▶ [Extrait choisi]
☆ ☆ ☆ ☆ ☆

Jeune Femme

De Cinéann.

Jeune Femme , film français de Léonor Serraille, sorti en 2017

Analyse critique

Paula, jeune trentenaire, est de retour d’un séjour au Mexique. Le film s’ouvre sur l’exhortation désespérée et acharnée de Paula, qui demande à son ex compagnon, Joachim, un photographe à la mode, de lui ouvrir sa porte. À la fois insolite et brutale, la scène d’ouverture présente sans fard cette jeune femme, lamentablement lâchée par cet homme qu’elle a aimé et pour qui, comme elle le confiera plus tard à un infirmier, elle était tout pour lui, puis plus rien.
Elle se retrouve seule dans Paris. Avec son chat blanc angora, qu’elle trimballe dans un carton. Ce n’est même pas vraiment son chat, c’est celui de Joachim, le photographe qui s’est lassé de capturer son image et l’a poussée dehors. Il dispose d’un très grand appartement parce que sa famille est riche, elle est à la rue, et «même un chien qui pue, on ne le traiterait pas comme ça, on lui ouvrirait la porte». Paula ne possède rien d’autre qu’une énergie farouche et naïve. Pas à pas, le film brosse son portrait en mouvement, une avancée instable et fragile, sur un fil de funambule, entre l’envol et la chute, entre l’enfant perdue et la « jeune femme » atypique.

☆ ☆ ☆ ☆ ☆

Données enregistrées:
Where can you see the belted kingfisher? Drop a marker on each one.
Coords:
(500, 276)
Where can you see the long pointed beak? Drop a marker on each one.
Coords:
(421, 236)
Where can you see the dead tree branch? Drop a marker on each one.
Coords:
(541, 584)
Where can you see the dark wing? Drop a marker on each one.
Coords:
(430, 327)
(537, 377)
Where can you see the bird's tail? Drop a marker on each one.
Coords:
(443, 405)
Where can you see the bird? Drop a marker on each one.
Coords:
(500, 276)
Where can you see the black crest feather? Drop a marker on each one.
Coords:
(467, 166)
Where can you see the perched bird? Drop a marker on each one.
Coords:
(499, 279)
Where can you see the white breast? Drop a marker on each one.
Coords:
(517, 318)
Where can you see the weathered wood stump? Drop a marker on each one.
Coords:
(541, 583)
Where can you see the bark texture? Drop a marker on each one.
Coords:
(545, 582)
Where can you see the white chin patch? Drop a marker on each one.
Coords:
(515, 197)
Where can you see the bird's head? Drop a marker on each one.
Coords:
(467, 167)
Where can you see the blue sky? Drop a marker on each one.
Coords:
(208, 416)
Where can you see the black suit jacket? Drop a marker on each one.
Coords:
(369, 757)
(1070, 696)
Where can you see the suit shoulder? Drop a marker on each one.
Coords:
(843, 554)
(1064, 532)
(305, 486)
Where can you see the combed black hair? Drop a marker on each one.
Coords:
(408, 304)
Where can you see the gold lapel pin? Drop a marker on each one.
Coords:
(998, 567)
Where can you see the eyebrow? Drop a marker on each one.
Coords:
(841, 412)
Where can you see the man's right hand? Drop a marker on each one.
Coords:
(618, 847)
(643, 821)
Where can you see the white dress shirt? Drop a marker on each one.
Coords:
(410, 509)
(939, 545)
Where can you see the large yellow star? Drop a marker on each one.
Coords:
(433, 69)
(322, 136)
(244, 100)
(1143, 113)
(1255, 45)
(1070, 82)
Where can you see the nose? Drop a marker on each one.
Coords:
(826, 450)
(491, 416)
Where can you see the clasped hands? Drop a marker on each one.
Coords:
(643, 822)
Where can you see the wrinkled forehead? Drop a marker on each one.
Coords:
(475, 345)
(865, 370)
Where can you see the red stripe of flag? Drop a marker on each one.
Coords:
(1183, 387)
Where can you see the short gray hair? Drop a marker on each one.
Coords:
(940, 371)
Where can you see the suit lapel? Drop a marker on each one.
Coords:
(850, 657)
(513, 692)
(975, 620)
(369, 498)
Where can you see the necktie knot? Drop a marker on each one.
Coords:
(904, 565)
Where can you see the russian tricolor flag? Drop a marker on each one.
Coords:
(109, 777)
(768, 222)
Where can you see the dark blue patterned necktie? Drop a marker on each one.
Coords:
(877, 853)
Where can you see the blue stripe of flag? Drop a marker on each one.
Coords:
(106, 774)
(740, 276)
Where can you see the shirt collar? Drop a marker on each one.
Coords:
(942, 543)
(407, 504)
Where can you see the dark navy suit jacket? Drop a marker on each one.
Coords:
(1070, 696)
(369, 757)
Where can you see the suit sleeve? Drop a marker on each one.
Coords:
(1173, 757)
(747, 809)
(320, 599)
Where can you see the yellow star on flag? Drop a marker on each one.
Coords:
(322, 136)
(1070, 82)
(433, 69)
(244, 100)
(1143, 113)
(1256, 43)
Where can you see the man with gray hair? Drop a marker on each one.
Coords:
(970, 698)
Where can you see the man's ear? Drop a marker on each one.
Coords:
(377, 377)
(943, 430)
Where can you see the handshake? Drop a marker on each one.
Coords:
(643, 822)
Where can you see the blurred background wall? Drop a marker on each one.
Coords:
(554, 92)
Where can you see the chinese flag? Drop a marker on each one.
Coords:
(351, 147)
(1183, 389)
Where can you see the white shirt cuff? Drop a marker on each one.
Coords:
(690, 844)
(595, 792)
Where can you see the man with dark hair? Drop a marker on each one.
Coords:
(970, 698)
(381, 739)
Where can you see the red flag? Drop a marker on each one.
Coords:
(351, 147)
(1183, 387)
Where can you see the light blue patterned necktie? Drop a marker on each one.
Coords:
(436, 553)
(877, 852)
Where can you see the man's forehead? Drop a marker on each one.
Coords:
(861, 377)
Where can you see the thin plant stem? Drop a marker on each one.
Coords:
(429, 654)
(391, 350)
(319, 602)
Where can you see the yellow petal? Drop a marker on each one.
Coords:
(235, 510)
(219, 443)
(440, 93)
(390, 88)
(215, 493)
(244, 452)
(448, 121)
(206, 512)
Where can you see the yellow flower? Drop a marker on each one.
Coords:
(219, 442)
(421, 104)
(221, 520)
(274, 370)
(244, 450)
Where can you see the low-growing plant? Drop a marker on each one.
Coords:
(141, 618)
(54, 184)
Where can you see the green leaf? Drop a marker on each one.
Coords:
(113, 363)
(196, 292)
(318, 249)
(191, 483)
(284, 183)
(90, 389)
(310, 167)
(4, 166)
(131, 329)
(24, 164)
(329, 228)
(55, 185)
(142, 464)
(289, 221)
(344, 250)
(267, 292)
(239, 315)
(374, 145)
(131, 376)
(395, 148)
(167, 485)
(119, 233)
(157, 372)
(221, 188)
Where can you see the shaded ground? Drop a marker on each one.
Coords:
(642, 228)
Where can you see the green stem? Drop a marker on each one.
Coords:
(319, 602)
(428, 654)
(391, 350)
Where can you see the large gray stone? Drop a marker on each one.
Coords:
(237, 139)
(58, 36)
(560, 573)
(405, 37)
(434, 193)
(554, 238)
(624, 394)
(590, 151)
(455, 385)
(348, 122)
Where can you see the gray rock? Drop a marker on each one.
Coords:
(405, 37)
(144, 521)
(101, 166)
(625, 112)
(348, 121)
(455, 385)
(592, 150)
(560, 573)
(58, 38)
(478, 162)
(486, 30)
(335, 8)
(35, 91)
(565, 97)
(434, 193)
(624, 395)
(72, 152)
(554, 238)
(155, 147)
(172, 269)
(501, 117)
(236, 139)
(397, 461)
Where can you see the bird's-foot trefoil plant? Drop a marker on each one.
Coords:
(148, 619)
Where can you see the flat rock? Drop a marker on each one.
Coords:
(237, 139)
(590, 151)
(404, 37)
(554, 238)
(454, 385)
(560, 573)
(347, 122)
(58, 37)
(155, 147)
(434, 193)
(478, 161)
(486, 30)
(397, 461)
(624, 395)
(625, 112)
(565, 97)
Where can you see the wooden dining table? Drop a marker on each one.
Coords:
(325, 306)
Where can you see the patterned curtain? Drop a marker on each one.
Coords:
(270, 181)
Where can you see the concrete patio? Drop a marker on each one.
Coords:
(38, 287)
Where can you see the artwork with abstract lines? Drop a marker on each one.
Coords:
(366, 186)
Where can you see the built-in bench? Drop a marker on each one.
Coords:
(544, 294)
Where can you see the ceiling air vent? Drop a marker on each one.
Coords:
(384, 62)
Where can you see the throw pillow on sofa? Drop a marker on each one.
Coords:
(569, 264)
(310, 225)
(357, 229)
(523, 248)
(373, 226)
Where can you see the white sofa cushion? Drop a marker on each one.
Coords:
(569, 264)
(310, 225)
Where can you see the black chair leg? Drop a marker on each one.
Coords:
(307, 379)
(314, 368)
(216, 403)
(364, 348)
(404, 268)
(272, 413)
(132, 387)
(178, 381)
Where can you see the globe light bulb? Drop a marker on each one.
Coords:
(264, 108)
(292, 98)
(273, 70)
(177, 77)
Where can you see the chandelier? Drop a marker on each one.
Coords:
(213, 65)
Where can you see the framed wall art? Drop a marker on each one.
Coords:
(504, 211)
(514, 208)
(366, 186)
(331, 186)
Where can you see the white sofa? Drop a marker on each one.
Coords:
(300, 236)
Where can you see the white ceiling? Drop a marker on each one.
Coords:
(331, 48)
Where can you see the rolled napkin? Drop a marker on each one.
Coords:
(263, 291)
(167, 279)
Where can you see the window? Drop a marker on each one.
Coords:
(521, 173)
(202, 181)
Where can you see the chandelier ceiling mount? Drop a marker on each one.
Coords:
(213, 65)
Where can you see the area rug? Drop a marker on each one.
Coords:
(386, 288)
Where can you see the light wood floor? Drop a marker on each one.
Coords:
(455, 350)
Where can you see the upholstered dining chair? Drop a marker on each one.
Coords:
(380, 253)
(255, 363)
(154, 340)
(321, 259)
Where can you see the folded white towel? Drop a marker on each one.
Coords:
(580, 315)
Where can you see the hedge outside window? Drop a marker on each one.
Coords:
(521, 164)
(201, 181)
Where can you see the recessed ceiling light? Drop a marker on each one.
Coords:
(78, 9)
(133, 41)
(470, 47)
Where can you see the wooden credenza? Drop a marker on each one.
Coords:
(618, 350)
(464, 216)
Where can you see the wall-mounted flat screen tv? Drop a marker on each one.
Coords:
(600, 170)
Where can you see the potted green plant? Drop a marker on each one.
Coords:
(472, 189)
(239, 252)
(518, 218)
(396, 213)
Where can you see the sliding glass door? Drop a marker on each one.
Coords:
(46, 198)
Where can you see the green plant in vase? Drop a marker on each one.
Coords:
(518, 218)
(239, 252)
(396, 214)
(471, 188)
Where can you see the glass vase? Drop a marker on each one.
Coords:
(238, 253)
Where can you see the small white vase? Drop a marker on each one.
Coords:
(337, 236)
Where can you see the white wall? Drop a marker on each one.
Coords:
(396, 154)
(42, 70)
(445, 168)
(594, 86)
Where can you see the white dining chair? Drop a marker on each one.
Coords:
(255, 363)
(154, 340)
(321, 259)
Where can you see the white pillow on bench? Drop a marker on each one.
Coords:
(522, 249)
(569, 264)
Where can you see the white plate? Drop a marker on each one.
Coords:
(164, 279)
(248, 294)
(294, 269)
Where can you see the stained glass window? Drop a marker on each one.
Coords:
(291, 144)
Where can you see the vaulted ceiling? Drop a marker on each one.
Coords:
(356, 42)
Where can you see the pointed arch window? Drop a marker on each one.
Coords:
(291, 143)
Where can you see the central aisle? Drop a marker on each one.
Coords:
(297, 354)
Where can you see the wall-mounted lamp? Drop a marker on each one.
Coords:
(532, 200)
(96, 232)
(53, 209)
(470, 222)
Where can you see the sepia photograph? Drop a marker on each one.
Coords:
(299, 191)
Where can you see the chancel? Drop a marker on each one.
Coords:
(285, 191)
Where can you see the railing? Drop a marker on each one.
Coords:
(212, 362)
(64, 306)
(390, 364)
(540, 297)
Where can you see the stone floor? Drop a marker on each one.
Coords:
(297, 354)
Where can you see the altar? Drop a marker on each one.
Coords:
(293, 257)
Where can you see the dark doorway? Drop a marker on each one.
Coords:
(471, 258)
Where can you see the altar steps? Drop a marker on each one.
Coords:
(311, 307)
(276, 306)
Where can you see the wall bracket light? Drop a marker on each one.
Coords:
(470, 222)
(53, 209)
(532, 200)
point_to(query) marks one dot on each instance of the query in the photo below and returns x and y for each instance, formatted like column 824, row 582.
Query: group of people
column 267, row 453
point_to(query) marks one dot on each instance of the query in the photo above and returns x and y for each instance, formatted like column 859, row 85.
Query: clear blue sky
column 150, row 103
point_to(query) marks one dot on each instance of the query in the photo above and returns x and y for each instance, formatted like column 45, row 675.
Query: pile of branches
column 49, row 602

☆ ☆ ☆ ☆ ☆

▶ [Tâche 1]
D'après l'extrait sur le film Jeune Femme, répondez brièvement :
(a) De quel pays Paula revient-elle ?
(b) Quel est le métier de Joachim ?
(c) Pourquoi Joachim dispose-t-il d'un très grand appartement ?
▶ [Tâche 2] Réécrivez sous forme de liste le paragraphe de l'extrait qui commence par « Elle se retrouve seule dans Paris », en gardant l'essentiel.
▶ [Tâche 3] Citez, dans l'extrait, le passage qui va de « Paula, jeune trentenaire, est » jusqu'à « puis plus rien. ».
Appuyez-vous uniquement sur l'extrait.

▶ [Réponse 1]
(a) Du Mexique.
(b) Il est photographe à la mode.
(c) Parce que sa famille est riche.

▶ [Réponse 2]
- Paula se retrouve seule dans Paris, avec un chat blanc angora qu'elle transporte dans un carton.
- Ce chat est en fait celui de Joachim, le photographe qui l'a mise dehors.
- Joachim a un très grand appartement grâce à sa famille riche, tandis qu'elle est à la rue.
- Paula ne possède qu'une énergie farouche et naïve.
- Le film fait d'elle un portrait en mouvement, instable et fragile, entre l'envol et la chute, entre l'enfant perdue et la « jeune femme » atypique.

▶ [Réponse 3]
Paula, jeune trentenaire, est de retour d’un séjour au Mexique. Le film s’ouvre sur l’exhortation désespérée et acharnée de Paula, qui demande à son ex compagnon, Joachim, un photographe à la mode, de lui ouvrir sa porte. À la fois insolite et brutale, la scène d’ouverture présente sans fard cette jeune femme, lamentablement lâchée par cet homme qu’elle a aimé et pour qui, comme elle le confiera plus tard à un infirmier, elle était tout pour lui, puis plus rien.